- _EXTRACTED INFORMATION_
>>>>
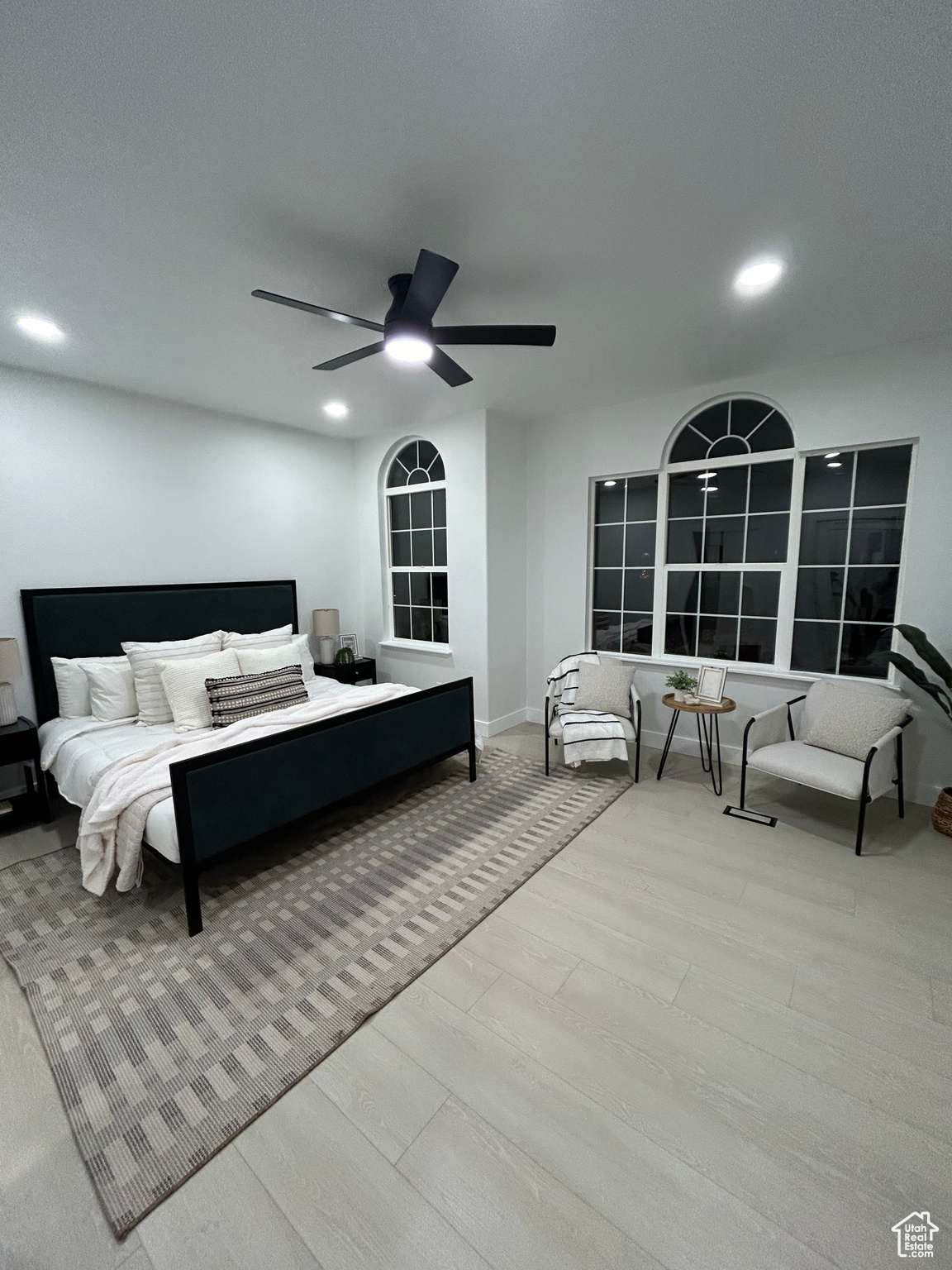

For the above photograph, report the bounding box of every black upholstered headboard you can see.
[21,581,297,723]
<<<<
>>>>
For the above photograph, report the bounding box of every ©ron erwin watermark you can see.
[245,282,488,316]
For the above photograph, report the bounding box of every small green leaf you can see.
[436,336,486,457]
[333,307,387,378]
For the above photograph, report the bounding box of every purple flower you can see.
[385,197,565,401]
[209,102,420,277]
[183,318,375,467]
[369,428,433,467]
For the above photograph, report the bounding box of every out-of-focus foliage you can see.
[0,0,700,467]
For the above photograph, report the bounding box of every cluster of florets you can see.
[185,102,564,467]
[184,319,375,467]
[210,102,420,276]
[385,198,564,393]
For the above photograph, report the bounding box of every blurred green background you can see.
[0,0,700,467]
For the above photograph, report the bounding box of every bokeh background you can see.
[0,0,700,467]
<<<<
Write out each line of the entries above that contains the word "every", one line per row.

For the above photograph, report the bounding box of every black upholstered headboard you can see.
For the above photograph, report the bounding box of every ©ron erwin watermark you can see.
For the above photograph, report the bounding box of every small green leaf you can see.
For the above photograph, report the bounding box of every purple flower you can see.
For the above photograph, report the bounding box of every out-of-focus foliage you can see.
For the above photograph, report the bounding box of every cluster of florets you can see.
For the above photograph, report the bounding box of every blurred green background you can see.
For the above photograph, report the bounding box of every bokeh background you can see.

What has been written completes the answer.